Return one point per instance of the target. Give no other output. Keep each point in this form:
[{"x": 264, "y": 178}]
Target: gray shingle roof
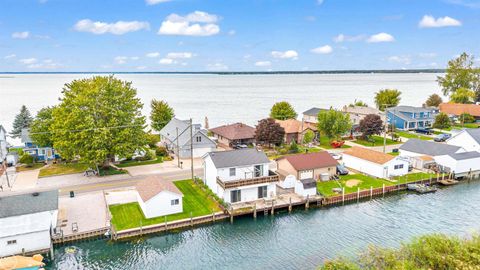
[
  {"x": 28, "y": 203},
  {"x": 429, "y": 148},
  {"x": 235, "y": 158}
]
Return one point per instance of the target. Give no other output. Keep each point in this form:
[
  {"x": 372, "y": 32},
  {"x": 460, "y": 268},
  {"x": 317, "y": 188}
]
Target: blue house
[
  {"x": 409, "y": 117},
  {"x": 40, "y": 153}
]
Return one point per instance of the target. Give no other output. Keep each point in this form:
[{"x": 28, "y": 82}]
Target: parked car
[
  {"x": 341, "y": 170},
  {"x": 442, "y": 137}
]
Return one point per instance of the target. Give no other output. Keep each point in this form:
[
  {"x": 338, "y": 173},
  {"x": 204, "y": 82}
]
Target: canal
[{"x": 300, "y": 240}]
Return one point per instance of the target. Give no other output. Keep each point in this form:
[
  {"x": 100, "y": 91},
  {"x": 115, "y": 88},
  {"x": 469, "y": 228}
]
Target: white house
[
  {"x": 158, "y": 197},
  {"x": 375, "y": 163},
  {"x": 469, "y": 139},
  {"x": 239, "y": 175},
  {"x": 176, "y": 134},
  {"x": 27, "y": 222}
]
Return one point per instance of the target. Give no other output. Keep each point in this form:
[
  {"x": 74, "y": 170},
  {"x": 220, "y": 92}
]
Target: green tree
[
  {"x": 22, "y": 120},
  {"x": 333, "y": 124},
  {"x": 442, "y": 121},
  {"x": 387, "y": 98},
  {"x": 461, "y": 73},
  {"x": 40, "y": 129},
  {"x": 161, "y": 114},
  {"x": 463, "y": 95},
  {"x": 433, "y": 100},
  {"x": 98, "y": 118},
  {"x": 283, "y": 111}
]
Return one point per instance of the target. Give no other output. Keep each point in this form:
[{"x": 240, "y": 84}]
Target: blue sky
[{"x": 234, "y": 35}]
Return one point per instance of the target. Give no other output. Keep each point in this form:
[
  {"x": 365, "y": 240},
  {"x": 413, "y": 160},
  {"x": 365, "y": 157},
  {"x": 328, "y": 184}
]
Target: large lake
[
  {"x": 224, "y": 98},
  {"x": 300, "y": 240}
]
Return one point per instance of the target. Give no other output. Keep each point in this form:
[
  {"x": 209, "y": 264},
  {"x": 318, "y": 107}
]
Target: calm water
[
  {"x": 301, "y": 240},
  {"x": 223, "y": 98}
]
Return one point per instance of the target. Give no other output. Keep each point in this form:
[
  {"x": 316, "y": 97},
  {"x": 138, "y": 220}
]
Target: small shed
[{"x": 159, "y": 197}]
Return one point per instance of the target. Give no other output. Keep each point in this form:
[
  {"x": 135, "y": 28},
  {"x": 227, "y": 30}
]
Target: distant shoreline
[{"x": 379, "y": 71}]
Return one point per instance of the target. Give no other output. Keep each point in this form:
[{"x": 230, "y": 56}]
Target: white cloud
[
  {"x": 380, "y": 37},
  {"x": 21, "y": 35},
  {"x": 153, "y": 54},
  {"x": 290, "y": 54},
  {"x": 429, "y": 21},
  {"x": 197, "y": 23},
  {"x": 263, "y": 63},
  {"x": 154, "y": 2},
  {"x": 117, "y": 28},
  {"x": 322, "y": 50}
]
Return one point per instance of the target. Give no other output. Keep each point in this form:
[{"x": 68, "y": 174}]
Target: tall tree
[
  {"x": 387, "y": 98},
  {"x": 40, "y": 131},
  {"x": 370, "y": 125},
  {"x": 98, "y": 118},
  {"x": 269, "y": 132},
  {"x": 161, "y": 114},
  {"x": 433, "y": 100},
  {"x": 22, "y": 120},
  {"x": 333, "y": 124},
  {"x": 283, "y": 111},
  {"x": 461, "y": 73}
]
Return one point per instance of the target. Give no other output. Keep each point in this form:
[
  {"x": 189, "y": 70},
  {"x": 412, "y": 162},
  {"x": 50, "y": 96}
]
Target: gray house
[{"x": 202, "y": 144}]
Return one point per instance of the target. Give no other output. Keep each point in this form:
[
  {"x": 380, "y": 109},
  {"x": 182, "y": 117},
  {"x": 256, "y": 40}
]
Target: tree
[
  {"x": 41, "y": 127},
  {"x": 161, "y": 114},
  {"x": 282, "y": 111},
  {"x": 387, "y": 98},
  {"x": 370, "y": 125},
  {"x": 442, "y": 121},
  {"x": 269, "y": 132},
  {"x": 463, "y": 95},
  {"x": 22, "y": 120},
  {"x": 461, "y": 73},
  {"x": 98, "y": 118},
  {"x": 333, "y": 124},
  {"x": 433, "y": 100}
]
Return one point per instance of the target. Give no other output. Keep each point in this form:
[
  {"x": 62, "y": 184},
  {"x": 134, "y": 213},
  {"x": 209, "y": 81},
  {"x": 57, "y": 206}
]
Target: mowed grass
[
  {"x": 63, "y": 168},
  {"x": 365, "y": 182},
  {"x": 195, "y": 201}
]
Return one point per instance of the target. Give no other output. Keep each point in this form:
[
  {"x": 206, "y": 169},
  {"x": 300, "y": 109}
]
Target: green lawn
[
  {"x": 131, "y": 163},
  {"x": 378, "y": 141},
  {"x": 195, "y": 201},
  {"x": 63, "y": 168},
  {"x": 325, "y": 188},
  {"x": 410, "y": 135}
]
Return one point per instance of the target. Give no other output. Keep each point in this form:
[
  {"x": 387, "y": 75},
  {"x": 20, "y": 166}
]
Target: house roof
[
  {"x": 368, "y": 154},
  {"x": 429, "y": 148},
  {"x": 29, "y": 203},
  {"x": 237, "y": 131},
  {"x": 295, "y": 126},
  {"x": 236, "y": 158},
  {"x": 310, "y": 161},
  {"x": 152, "y": 185},
  {"x": 458, "y": 109}
]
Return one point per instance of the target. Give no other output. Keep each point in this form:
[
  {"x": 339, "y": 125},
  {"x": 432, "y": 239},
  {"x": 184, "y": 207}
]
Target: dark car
[
  {"x": 341, "y": 170},
  {"x": 442, "y": 137}
]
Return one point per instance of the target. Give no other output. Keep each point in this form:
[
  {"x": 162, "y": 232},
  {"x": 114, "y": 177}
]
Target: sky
[{"x": 234, "y": 35}]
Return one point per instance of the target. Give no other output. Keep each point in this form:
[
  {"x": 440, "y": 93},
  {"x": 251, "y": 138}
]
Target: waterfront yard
[
  {"x": 195, "y": 203},
  {"x": 351, "y": 183}
]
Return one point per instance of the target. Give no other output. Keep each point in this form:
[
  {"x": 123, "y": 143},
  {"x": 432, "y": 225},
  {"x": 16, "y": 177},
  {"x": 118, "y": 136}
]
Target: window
[
  {"x": 235, "y": 196},
  {"x": 11, "y": 242},
  {"x": 262, "y": 192}
]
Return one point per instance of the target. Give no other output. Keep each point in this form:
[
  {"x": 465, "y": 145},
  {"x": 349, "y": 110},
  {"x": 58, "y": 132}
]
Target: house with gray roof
[
  {"x": 27, "y": 222},
  {"x": 240, "y": 175},
  {"x": 409, "y": 117},
  {"x": 175, "y": 136}
]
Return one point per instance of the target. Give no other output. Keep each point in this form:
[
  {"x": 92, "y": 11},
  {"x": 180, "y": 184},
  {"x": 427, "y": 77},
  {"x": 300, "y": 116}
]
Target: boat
[{"x": 22, "y": 262}]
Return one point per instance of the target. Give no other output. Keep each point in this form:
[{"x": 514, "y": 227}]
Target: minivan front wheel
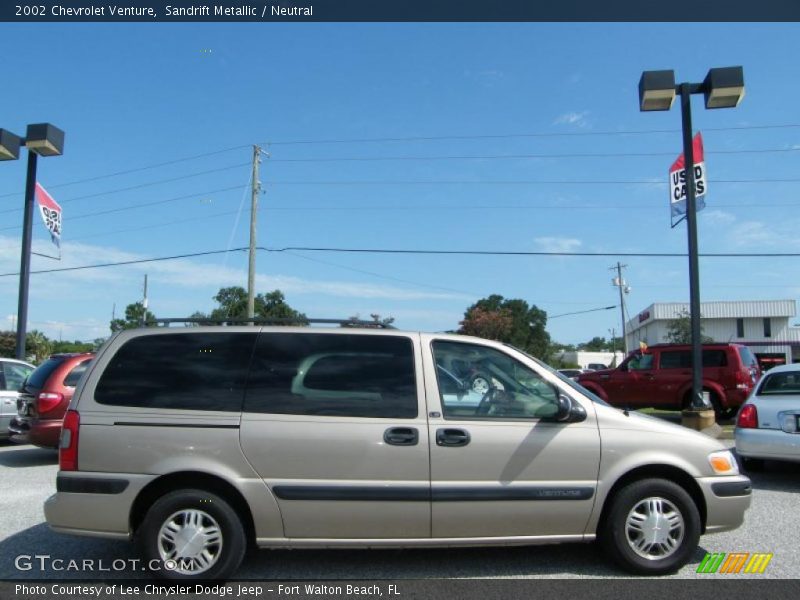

= = = =

§ **INSTRUCTIONS TO FOLLOW**:
Write every record out again exactly; no pictures belong in the copy.

§ **RESULT OF THIS EXERCISE**:
Return one point per instance of the target. Give no other output. Keep each point in this form:
[{"x": 264, "y": 178}]
Target: gray shingle roof
[
  {"x": 28, "y": 203},
  {"x": 429, "y": 148},
  {"x": 235, "y": 158}
]
Return one point per instance of the target. Give no other output. Keep each point in this form:
[
  {"x": 372, "y": 32},
  {"x": 460, "y": 268},
  {"x": 317, "y": 188}
]
Target: blue house
[
  {"x": 409, "y": 117},
  {"x": 40, "y": 153}
]
Return one point per instance of the target. Give no other output. Keep each point in this form:
[{"x": 28, "y": 82}]
Target: parked car
[
  {"x": 341, "y": 170},
  {"x": 442, "y": 137}
]
Return one point per instance of the target. Give no other output. Keep each point in this form:
[
  {"x": 338, "y": 173},
  {"x": 204, "y": 82}
]
Target: canal
[{"x": 300, "y": 240}]
Return one point per instance of the target. Give no other output. Keep each point in this form:
[
  {"x": 100, "y": 91},
  {"x": 115, "y": 88},
  {"x": 469, "y": 228}
]
Target: white house
[
  {"x": 158, "y": 197},
  {"x": 375, "y": 163},
  {"x": 469, "y": 139},
  {"x": 239, "y": 175},
  {"x": 176, "y": 134},
  {"x": 27, "y": 222}
]
Return one point per instance of the target. Give no other output. Keep each point in this form:
[
  {"x": 74, "y": 170},
  {"x": 220, "y": 92}
]
Target: green tree
[
  {"x": 22, "y": 120},
  {"x": 333, "y": 124},
  {"x": 442, "y": 121},
  {"x": 387, "y": 98},
  {"x": 461, "y": 73},
  {"x": 40, "y": 129},
  {"x": 161, "y": 114},
  {"x": 463, "y": 95},
  {"x": 433, "y": 100},
  {"x": 98, "y": 118},
  {"x": 283, "y": 111}
]
Return one point per instance of the target. Give no other output. Keep each point in this form:
[{"x": 240, "y": 84}]
Target: blue sky
[{"x": 234, "y": 35}]
Return one point per instance of the target. Give no other output. Keep each point in this form:
[
  {"x": 365, "y": 240},
  {"x": 413, "y": 160},
  {"x": 365, "y": 157},
  {"x": 328, "y": 184}
]
Target: large lake
[
  {"x": 224, "y": 98},
  {"x": 300, "y": 240}
]
Return one point per instance of the target. Give no other output. Keep each point in this form:
[
  {"x": 209, "y": 264},
  {"x": 318, "y": 107}
]
Target: calm water
[
  {"x": 301, "y": 240},
  {"x": 223, "y": 98}
]
Return one point per instance of the target. Give no other output. Keep each point in this form:
[
  {"x": 316, "y": 97},
  {"x": 138, "y": 220}
]
Target: small shed
[{"x": 159, "y": 197}]
Return one point per instance of the target. Give no other output. Keep each point in this form:
[
  {"x": 135, "y": 28},
  {"x": 227, "y": 30}
]
Target: distant shoreline
[{"x": 379, "y": 71}]
Return one point per instance of the target. Give no other output. Keep each point in this form:
[{"x": 230, "y": 56}]
Target: white cloud
[
  {"x": 380, "y": 37},
  {"x": 21, "y": 35},
  {"x": 153, "y": 54},
  {"x": 290, "y": 54},
  {"x": 429, "y": 21},
  {"x": 197, "y": 23},
  {"x": 263, "y": 63},
  {"x": 154, "y": 2},
  {"x": 117, "y": 28},
  {"x": 322, "y": 50}
]
Return one point per instance of the target. Give no other output. Keep each point in this form:
[{"x": 68, "y": 174}]
Target: tall tree
[
  {"x": 387, "y": 98},
  {"x": 40, "y": 131},
  {"x": 370, "y": 125},
  {"x": 98, "y": 118},
  {"x": 269, "y": 132},
  {"x": 161, "y": 114},
  {"x": 433, "y": 100},
  {"x": 22, "y": 120},
  {"x": 333, "y": 124},
  {"x": 283, "y": 111},
  {"x": 461, "y": 73}
]
Return one point per instance of the target. Give no other output. Keep each point in this form:
[
  {"x": 189, "y": 70},
  {"x": 412, "y": 162},
  {"x": 50, "y": 96}
]
Target: gray house
[{"x": 202, "y": 144}]
Return one point per instance of the target. Give no other output. Keep each point in this form:
[
  {"x": 380, "y": 109},
  {"x": 182, "y": 117},
  {"x": 256, "y": 40}
]
Target: tree
[
  {"x": 41, "y": 127},
  {"x": 161, "y": 114},
  {"x": 282, "y": 111},
  {"x": 387, "y": 98},
  {"x": 370, "y": 125},
  {"x": 442, "y": 121},
  {"x": 269, "y": 132},
  {"x": 463, "y": 95},
  {"x": 22, "y": 120},
  {"x": 461, "y": 73},
  {"x": 98, "y": 118},
  {"x": 333, "y": 124},
  {"x": 433, "y": 100}
]
Return one point per instance of the target. Give no other output. Keep each point in this form:
[
  {"x": 62, "y": 184},
  {"x": 134, "y": 213},
  {"x": 209, "y": 81},
  {"x": 57, "y": 206}
]
Target: mowed grass
[
  {"x": 63, "y": 168},
  {"x": 365, "y": 182},
  {"x": 195, "y": 201}
]
Return one point per instance of the target. Give no other output. Keep each point in this form:
[
  {"x": 206, "y": 169},
  {"x": 300, "y": 109}
]
Target: green lawn
[
  {"x": 131, "y": 163},
  {"x": 378, "y": 141},
  {"x": 195, "y": 201},
  {"x": 63, "y": 168},
  {"x": 325, "y": 188},
  {"x": 410, "y": 135}
]
Return one point per instance of the target. Give no other output. Keep each point in this form:
[
  {"x": 387, "y": 75},
  {"x": 20, "y": 166}
]
Target: house roof
[
  {"x": 368, "y": 154},
  {"x": 429, "y": 148},
  {"x": 29, "y": 203},
  {"x": 237, "y": 131},
  {"x": 295, "y": 126},
  {"x": 236, "y": 158},
  {"x": 310, "y": 161},
  {"x": 152, "y": 185},
  {"x": 458, "y": 109}
]
Return one point per instance of the target. Give no other output. Keep each point in this form:
[
  {"x": 339, "y": 125},
  {"x": 432, "y": 239},
  {"x": 184, "y": 207}
]
Target: dark car
[
  {"x": 341, "y": 170},
  {"x": 442, "y": 137}
]
Return one point per instance of the target. Give no other output. Keep each point in this form:
[
  {"x": 162, "y": 232},
  {"x": 114, "y": 177}
]
Target: sky
[{"x": 234, "y": 35}]
Return one point per instance of the target. Give no other output. Keep each point in this form:
[
  {"x": 440, "y": 93},
  {"x": 251, "y": 138}
]
Target: waterfront yard
[
  {"x": 195, "y": 203},
  {"x": 351, "y": 183}
]
Return one point per instance of the target. Give no other output. Keep each point in this form:
[
  {"x": 123, "y": 143},
  {"x": 432, "y": 225},
  {"x": 16, "y": 177},
  {"x": 118, "y": 136}
]
Target: window
[
  {"x": 235, "y": 196},
  {"x": 11, "y": 242},
  {"x": 262, "y": 192}
]
Return one point per instance of the target. Give no other output. Keep each point in this form:
[
  {"x": 465, "y": 145},
  {"x": 349, "y": 110},
  {"x": 58, "y": 132}
]
Target: house with gray roof
[
  {"x": 27, "y": 222},
  {"x": 240, "y": 175},
  {"x": 409, "y": 117},
  {"x": 175, "y": 136}
]
Return one point per instance of the target. Give no other output. Keep each point in this form:
[
  {"x": 92, "y": 11},
  {"x": 180, "y": 184},
  {"x": 427, "y": 77},
  {"x": 300, "y": 116}
]
Target: boat
[{"x": 22, "y": 262}]
Return one point per instance of the target. Give no other output. Keep each point in this form:
[{"x": 514, "y": 227}]
Target: minivan front wheel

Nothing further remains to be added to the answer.